Edit the data below so that "one marker per instance" becomes "one point per instance" everywhere it occurs, keeping every other line the same.

Object position labeling data
>> begin
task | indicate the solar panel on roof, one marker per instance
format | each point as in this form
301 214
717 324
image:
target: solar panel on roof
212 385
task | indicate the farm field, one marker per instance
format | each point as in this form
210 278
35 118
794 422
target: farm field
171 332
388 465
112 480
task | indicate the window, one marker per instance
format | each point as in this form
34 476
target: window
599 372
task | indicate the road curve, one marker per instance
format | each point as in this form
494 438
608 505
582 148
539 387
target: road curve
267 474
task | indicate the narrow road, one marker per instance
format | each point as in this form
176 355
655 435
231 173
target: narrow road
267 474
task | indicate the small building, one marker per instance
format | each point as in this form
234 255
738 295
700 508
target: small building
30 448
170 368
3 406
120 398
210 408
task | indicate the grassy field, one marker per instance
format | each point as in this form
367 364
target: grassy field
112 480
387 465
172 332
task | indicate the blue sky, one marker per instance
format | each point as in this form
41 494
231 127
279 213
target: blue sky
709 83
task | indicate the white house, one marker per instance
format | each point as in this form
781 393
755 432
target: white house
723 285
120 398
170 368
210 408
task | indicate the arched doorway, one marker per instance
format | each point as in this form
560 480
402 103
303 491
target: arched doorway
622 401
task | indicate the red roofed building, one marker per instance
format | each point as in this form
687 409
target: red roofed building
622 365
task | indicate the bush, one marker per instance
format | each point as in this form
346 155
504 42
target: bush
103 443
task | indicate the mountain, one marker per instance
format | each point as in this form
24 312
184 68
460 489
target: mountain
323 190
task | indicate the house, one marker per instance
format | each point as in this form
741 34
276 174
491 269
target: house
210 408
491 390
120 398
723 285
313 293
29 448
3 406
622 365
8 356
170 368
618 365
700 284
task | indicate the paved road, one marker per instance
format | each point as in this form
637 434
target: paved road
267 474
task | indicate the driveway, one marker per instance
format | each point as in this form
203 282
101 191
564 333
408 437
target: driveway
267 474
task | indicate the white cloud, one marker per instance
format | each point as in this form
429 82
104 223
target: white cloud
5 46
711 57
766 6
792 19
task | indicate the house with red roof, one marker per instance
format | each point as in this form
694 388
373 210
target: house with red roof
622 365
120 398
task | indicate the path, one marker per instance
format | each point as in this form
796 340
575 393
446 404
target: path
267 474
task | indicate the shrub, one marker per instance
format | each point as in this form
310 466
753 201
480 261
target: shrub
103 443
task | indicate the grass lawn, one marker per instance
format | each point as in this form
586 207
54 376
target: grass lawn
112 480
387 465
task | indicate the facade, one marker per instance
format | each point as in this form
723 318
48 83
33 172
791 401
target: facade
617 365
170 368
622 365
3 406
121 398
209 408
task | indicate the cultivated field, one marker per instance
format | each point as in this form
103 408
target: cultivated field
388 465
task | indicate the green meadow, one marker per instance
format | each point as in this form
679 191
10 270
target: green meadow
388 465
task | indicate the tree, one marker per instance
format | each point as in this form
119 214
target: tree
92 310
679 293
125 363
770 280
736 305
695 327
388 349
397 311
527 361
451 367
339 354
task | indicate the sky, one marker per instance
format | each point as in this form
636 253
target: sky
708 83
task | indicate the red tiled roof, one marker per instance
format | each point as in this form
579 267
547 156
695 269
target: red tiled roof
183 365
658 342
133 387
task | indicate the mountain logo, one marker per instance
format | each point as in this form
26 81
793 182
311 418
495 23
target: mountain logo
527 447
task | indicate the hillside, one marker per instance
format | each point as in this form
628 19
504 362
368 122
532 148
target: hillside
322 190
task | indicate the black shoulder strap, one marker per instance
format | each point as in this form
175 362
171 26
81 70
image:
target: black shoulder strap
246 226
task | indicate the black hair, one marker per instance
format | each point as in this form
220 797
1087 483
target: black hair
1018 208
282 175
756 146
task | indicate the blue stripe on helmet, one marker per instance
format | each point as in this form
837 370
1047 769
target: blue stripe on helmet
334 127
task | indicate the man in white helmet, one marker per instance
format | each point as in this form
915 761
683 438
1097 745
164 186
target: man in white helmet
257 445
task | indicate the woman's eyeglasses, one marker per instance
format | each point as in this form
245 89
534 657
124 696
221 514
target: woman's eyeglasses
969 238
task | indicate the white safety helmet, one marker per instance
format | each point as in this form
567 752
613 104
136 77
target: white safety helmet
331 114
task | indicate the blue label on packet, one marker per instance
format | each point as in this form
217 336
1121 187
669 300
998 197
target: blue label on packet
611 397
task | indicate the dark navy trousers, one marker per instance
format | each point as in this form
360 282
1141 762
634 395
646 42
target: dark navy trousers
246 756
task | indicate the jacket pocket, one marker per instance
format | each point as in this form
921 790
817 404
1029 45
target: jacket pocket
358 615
>> end
Task solution
task | indicate the solar panel on roof, one point per instance
format | each point as in this form
301 214
717 324
image:
target: solar panel on roof
212 385
task | indicate the farm field, one point per instance
format | each point as in this form
210 278
35 118
794 422
target: farm field
171 332
388 465
112 480
task | indicate the window, one point per instance
format | each point as in this form
34 476
target: window
599 372
task | indicate the road curve, one point per instance
format | each point as in this form
494 438
608 505
582 148
539 387
target: road curve
267 474
task | indicate the narrow road, one point per instance
format | each point as in this form
176 355
655 435
231 173
target: narrow road
267 474
task | indicate the small building, one point per instance
format | each point as in this form
234 255
738 295
700 508
target: small building
30 448
170 368
3 406
120 398
210 408
task | indicate the grassy field, one point per instance
format | each point as in this form
367 364
target: grassy field
112 480
387 465
172 332
task | indicate the blue sky, one point per instance
format | each point as in this form
41 494
231 127
279 213
target: blue sky
709 83
task | indicate the white house, one point per instance
format | each point as in this form
781 393
755 432
target: white house
723 285
120 398
170 368
210 408
task | indicate the arched doorway, one point per instance
format | each point as in this form
560 480
402 103
303 491
target: arched doorway
622 401
task | indicate the red roofed building, one point per instance
format | each point as in this form
687 409
target: red roofed building
622 365
task | indicate the bush, one point per instance
format | each point as in this form
346 155
504 42
target: bush
103 443
task | indicate the mountain, one point per instance
format | each point as in this form
24 312
184 68
460 489
target: mountain
323 190
task | indicate the house, one point per instance
format | each point as in this form
741 34
276 174
491 269
target: house
210 408
491 390
120 398
723 285
313 293
29 448
3 406
622 365
8 356
170 368
618 365
700 284
task | indicate the paved road, one point per instance
format | each point as in this form
637 434
target: paved road
267 474
task | indicate the driveway, one point per instance
format | each point as in this form
203 282
101 191
564 333
408 437
target: driveway
267 474
task | indicate the white cloud, one point per instance
format | each point as in this form
429 82
104 223
target: white cloud
5 46
711 57
766 6
792 19
task | indicate the house with red roof, one point per instance
format | each point as in this form
694 388
373 210
target: house with red roof
622 365
120 398
task | indicate the path, one point per instance
format | each point as in this form
796 340
575 393
446 404
target: path
267 474
task | indicate the shrub, one point per instance
format | each point as in this form
310 466
753 201
480 261
target: shrub
103 443
task | indicate the grass lawn, one point per instance
format | each point as in this form
586 207
54 376
target: grass lawn
112 480
387 465
task | indicate the facade, one point per instance
format | each point as in this form
723 318
48 83
33 172
791 401
target: facade
617 365
170 368
622 365
3 406
121 398
209 408
task | indicate the cultivated field, one point per instance
format | each point as in this form
103 408
target: cultivated field
388 465
task | indicate the green meadow, one point per instance
format | each point as in this form
679 191
10 270
target: green meadow
388 465
task | indicate the tree, one point per instance
format | each point as in this form
119 214
target: tree
92 310
679 293
125 363
770 280
736 305
695 327
388 349
397 311
527 361
451 367
339 354
task | indicate the sky, one point per instance
format | each point as in this form
636 253
target: sky
708 83
task | indicate the red tiled roof, one point per instance
format | each point as in this form
579 267
547 156
695 269
target: red tiled roof
183 365
658 342
133 387
task | indicate the mountain logo, one point per instance
format | each point as in this form
26 81
793 182
311 418
495 23
target: mountain logo
527 447
task | indicate the hillside, one point per instance
format | each point as in this form
628 19
504 362
368 122
532 148
target: hillside
322 190
task | indicate the black shoulder strap, one point per instance
format | each point as in this form
175 362
171 26
81 70
image:
target: black shoulder strap
246 226
task | indicate the black hair, one point per instance
format | each point as in this form
220 797
1087 483
target: black hair
1018 208
282 175
756 146
task | indicate the blue stripe on helmet, one point per instance
format | each point as in this form
837 370
1047 769
target: blue stripe on helmet
334 127
task | indicate the man in white helmet, one point per instance
format | each point as in this form
915 761
683 438
1097 745
164 186
target: man in white helmet
257 445
task | indicate the woman's eyeglasses, one point per instance
format | each point as in this form
245 89
534 657
124 696
221 514
target: woman's eyeglasses
969 238
task | indicate the white safety helmet, one point per instance
format | each point as in this form
567 752
613 104
136 77
target: white safety helmet
331 114
task | indicate the blue label on packet, one point per instance
format | each point as in this form
217 336
1121 187
669 300
998 197
target: blue label on packet
611 397
task | indicate the dark navy trousers, one point per instance
format | each point as in this form
360 282
1141 762
634 395
646 42
target: dark navy trousers
246 756
task | indicate the jacket pocket, one point per instance
format | each point as in this form
921 790
817 404
1029 45
target: jacket pocket
358 615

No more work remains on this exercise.